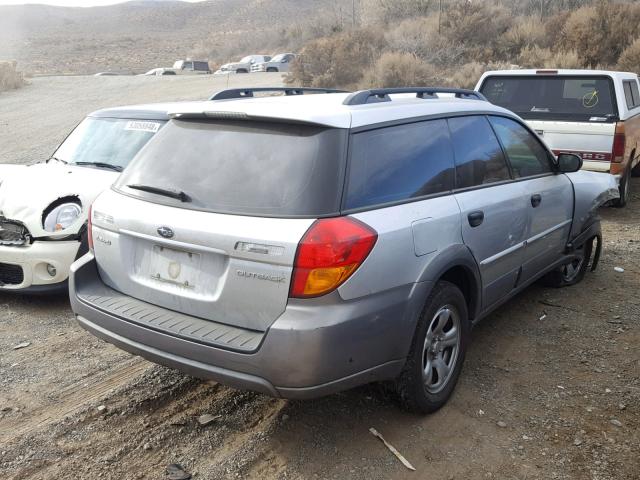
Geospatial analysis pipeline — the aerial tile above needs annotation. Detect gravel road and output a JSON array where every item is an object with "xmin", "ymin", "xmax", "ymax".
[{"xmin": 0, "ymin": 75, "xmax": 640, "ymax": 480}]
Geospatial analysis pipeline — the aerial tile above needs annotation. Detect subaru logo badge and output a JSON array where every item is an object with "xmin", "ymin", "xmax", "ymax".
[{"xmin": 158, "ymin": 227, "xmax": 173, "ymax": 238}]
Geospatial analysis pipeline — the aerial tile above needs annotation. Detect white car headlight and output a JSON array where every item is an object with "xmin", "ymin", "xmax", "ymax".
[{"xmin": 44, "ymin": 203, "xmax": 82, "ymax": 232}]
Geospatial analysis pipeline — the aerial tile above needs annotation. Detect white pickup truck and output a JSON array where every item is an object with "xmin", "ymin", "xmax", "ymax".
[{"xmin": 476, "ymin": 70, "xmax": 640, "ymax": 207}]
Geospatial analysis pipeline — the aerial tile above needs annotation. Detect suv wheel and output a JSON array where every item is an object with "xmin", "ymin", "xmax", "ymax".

* * * * * * *

Arrange every item above as a Markdown table with the columns Row and Line, giving each non-blank line its own numbered row and leaving out the pictures.

| Row | Line |
|---|---|
| 1 | Geospatial analysis pipeline — the aerial tile above needs annotation. Detect gravel road and output a JSON array where every item is an object with "xmin", "ymin", "xmax", "ymax". |
| 2 | [{"xmin": 0, "ymin": 75, "xmax": 640, "ymax": 480}] |
| 3 | Geospatial analysis pipeline — the aerial tile above needs annotation. Detect subaru logo badge and output a JSON array where every item is an object with "xmin", "ymin", "xmax", "ymax". |
| 4 | [{"xmin": 158, "ymin": 227, "xmax": 173, "ymax": 238}] |
| 5 | Geospatial analysis pipeline — the aerial tile above needs annotation. Detect white car headlight and output a JSON array where every item is an object with "xmin", "ymin", "xmax", "ymax". |
| 6 | [{"xmin": 44, "ymin": 203, "xmax": 82, "ymax": 232}] |
| 7 | Geospatial analysis pipeline — the aerial tile above needs annotation. Detect white pickup truck and output a JSON array where every item is an object with "xmin", "ymin", "xmax", "ymax". |
| 8 | [{"xmin": 476, "ymin": 70, "xmax": 640, "ymax": 207}] |
| 9 | Geospatial analysis pipeline — the aerial tile above needs annotation. Detect suv wheel and output a JSON array where every item is an object with "xmin", "ymin", "xmax", "ymax". |